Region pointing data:
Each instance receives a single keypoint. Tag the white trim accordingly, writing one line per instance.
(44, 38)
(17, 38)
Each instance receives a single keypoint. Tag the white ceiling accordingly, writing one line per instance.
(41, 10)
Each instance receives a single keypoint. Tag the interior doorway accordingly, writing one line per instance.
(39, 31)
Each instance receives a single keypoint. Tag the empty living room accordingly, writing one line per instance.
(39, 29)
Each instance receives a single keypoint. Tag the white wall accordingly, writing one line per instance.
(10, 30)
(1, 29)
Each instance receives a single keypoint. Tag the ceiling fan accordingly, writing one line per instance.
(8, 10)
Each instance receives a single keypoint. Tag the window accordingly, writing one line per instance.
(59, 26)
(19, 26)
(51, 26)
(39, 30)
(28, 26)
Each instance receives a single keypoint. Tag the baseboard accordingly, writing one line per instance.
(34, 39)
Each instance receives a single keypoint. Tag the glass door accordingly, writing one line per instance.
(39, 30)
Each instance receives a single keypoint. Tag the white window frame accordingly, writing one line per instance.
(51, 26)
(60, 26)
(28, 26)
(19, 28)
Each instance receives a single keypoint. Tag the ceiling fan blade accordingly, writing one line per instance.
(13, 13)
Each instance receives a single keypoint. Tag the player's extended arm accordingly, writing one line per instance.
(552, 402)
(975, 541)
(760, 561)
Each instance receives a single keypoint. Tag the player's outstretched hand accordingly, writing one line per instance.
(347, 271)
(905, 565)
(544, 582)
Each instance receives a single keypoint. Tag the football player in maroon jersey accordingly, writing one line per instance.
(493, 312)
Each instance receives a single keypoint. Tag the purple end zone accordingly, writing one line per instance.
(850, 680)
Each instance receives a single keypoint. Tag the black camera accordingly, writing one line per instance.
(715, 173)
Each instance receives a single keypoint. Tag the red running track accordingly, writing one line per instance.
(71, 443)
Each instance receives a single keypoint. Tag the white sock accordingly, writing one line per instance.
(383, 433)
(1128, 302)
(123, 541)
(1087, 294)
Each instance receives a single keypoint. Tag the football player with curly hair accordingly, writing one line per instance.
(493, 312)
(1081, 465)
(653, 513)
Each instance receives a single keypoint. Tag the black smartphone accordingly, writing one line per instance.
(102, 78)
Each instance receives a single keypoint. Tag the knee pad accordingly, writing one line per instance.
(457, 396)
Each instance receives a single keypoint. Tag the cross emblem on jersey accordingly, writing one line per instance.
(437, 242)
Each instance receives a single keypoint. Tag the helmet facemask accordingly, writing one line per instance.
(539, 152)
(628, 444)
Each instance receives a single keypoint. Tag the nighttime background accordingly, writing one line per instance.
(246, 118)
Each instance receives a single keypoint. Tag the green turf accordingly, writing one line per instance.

## Problem statement
Restate every line of the data above exactly as it was written.

## Final answer
Each instance receives a single keypoint. Tag the white trim accordingly, writing one line per instance.
(44, 38)
(17, 38)
Each instance receives a single keypoint. Tag the white ceiling accordingly, writing one line per instance.
(41, 10)
Each instance receives a single keypoint. Tag the interior doorway accordingly, writing one line per instance.
(39, 31)
Each instance receives a single keypoint. Tag the empty living room accordingly, writing one line per instance.
(39, 29)
Each instance receives a single keypoint. Tag the white wall accordingly, writing one line per instance.
(10, 30)
(1, 29)
Each instance receives a single keypoint. Tag the ceiling fan accordingly, writing one line per instance.
(8, 10)
Each instance receives a single keypoint. Tag the window accordingly, writing one line per instance.
(59, 26)
(19, 26)
(51, 26)
(39, 30)
(28, 26)
Each instance receives a single keypoint. Tag the baseboard accordingly, writing one line per instance.
(34, 39)
Each instance receives a single keypoint. Tag the glass door accordingly, writing one line per instance.
(39, 30)
Each instance receives a single keypoint. Tag the white window frame accordingly, writing one line per instance.
(51, 26)
(60, 26)
(28, 26)
(19, 28)
Each instance receives a single keypoint. Tag the ceiling fan blade accordingly, writing one line per instance.
(13, 13)
Each instance receives a single keypoint. Tag the player's extended arm accordingly, writing one line per instance.
(552, 402)
(975, 541)
(760, 561)
Each instance receives a single keypoint. Tag the player's outstretched hand accordingly, writing one line per instance.
(347, 271)
(905, 565)
(544, 582)
Each instance receives a single keypoint. Tag the football player in maroon jersey accordingly, writing one line per instance.
(493, 312)
Each instance receives a single keypoint. Tag the purple end zone accordingly, writing one line per instance.
(850, 680)
Each instance receives a single keypoint. Tag the black camera accordingly, writing one line per instance.
(715, 173)
Each instance receives a single keypoint. Tag the red running track accordingly, writing one line per instance.
(71, 443)
Each instance receives a single keypoint. Tag the white sock accordingly, writing one line per instance.
(383, 433)
(1128, 302)
(123, 541)
(1087, 294)
Each instance receives a single keypoint. Tag the football player with curly hair accordingly, writing one line per instance.
(493, 312)
(1081, 465)
(653, 513)
Each instance receives a single keypoint. Tag the black smartphone accordingly, writing one line per instance.
(102, 78)
Each instance receives a single keypoint. Tag the knee pad accordingly, writing one line per instance.
(457, 396)
Each instance receives a single keypoint. Tag the cross emblem on jersey accordingly, writing one line per instance.
(437, 242)
Each instance receives a single keypoint. Tag the helmet facemask accordingly, writing one line per instance.
(539, 152)
(628, 444)
Each instance receives a single keypoint. Tag the nighttime background accordingly, writing one line per instance.
(246, 118)
Each instance receives a single keypoint. Tag the green turf accordingly, writing one line per instance.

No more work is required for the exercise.